К концу первой части трое друзей — Оленский, Горин в мундирах, а между ними Рылеев в цилиндре и плаще с пелериной — шагали в предутренней мгле на Сенатскую площадь. Боковые кулисы — теларии, повернувшись, {143} давали сплошную линию полосатых верстовых столбов. Дорога этапов вела вдаль.

«Ах, как славно мы умрем, господа! — восклицал Оленский, продолжая все ту же тему романтической поэмы. — Ах, как славно мы умрем!.. »

В романтику заглядывала трагедия.

Но еще раньше те же боковые кулисы оборачивались справа ампирной анфиладой дворцовых покоев. Свечи в гроздьях настенных подсвечников, выстроенных по ранжиру, в канделябрах на столе, в свисающей люстре, в высоких, в рост человека, жирандолях, отделанных бронзой. Эта перспектива тоже тянулась в вечность. На ближнем плане Сперанский — Г. Анчиц, почтительный и достойный, в черном сюртуке при звезде, склонял великого князя Николая Павловича подписать манифест о восшествии на престол. Николай — А. Пустохин удивлял молодостью. Он был ровесником героев. В статной фигуре — строевая выправка и неторопливая вальяжность. Голос был благоустроенно ровен и тверд, но Николай все не решался. Пухлые губы кривились, в глазах напрягалось раздумье. Актер играл всерьез, рискуя и не прибедняясь.

Свечи сияли на столике слева, у Рылеева. Хозяин дома и подполковник Горин спорили в канун 14 декабря. Рылеев — В. Штейнбах, порывистый, пылкий, с чеканным профилем, был полон романтических дерзновений. Притом он принимал друга запросто, по-домашнему, без сюртука: ему нездоровилось. В Горине — И. Конопацком давал себя знать зрелый ум, добротная прочность. Бывалый солдат, герой двенадцатого года, он не знал предрассудков романтизма. Взрослый, спокойно улыбаясь, он сбивал пафос, говоря о предстоящем деле. Оно зависело от того, подпишет ли Николай манифест: тогда и действовать. Этого ждал Сперанский справа, этого ждали декабристы слева.

Обе мизансцены развертывались рядом, в параллельном монтаже. Пока Николай читал бумагу, говорили декабристы. Ситуация обобщалась. Участник одной группы, Горин, сходился у рампы с участником другой, Сперанским, чтобы сыграть Рылееву — в прошедшем времени — эпизод осторожного республиканского сговора. Во втором акте планы сливались и Сперанский снимал допрос по форме с того же Горина, теперь закованного в кандалы.

Со свечой в руке, один на темной сцене, произносил Пустохин смятенный исповеднический монолог Николая, белые стихи о страхе самодержца. Условность действия и обобщенность образа сгущались. В поэме нарастал мотив трагедии, но театр не взывал к сочувствию зала.

(Фрагмент набора данных)

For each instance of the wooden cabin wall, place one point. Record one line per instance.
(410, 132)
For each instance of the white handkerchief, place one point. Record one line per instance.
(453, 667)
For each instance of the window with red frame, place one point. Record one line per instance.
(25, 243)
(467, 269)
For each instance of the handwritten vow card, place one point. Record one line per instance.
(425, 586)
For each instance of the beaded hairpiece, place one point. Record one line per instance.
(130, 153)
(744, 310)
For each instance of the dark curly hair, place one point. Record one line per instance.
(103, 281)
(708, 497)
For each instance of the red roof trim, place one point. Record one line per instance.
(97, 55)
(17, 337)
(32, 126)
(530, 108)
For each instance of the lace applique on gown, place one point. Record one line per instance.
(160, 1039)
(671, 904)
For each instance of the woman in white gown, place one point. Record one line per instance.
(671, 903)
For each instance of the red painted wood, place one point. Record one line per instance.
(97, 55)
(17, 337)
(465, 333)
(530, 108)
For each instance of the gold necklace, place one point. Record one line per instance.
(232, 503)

> _Что нужно сделать_
Обновите отрывок текста о спектакле, который начинается со слов «В романтику заглядывала» и заканчивается словами «и не прибедняясь.». Перепишите его, заменив «черном сюртуке» на «сером сюртуке». Приведённые строки здесь ни при чём.

> _Письменное решение_
В романтику заглядывала трагедия.

Но еще раньше те же боковые кулисы оборачивались справа ампирной анфиладой дворцовых покоев. Свечи в гроздьях настенных подсвечников, выстроенных по ранжиру, в канделябрах на столе, в свисающей люстре, в высоких, в рост человека, жирандолях, отделанных бронзой. Эта перспектива тоже тянулась в вечность. На ближнем плане Сперанский — Г. Анчиц, почтительный и достойный, в сером сюртуке при звезде, склонял великого князя Николая Павловича подписать манифест о восшествии на престол. Николай — А. Пустохин удивлял молодостью. Он был ровесником героев. В статной фигуре — строевая выправка и неторопливая вальяжность. Голос был благоустроенно ровен и тверд, но Николай все не решался. Пухлые губы кривились, в глазах напрягалось раздумье. Актер играл всерьез, рискуя и не прибедняясь.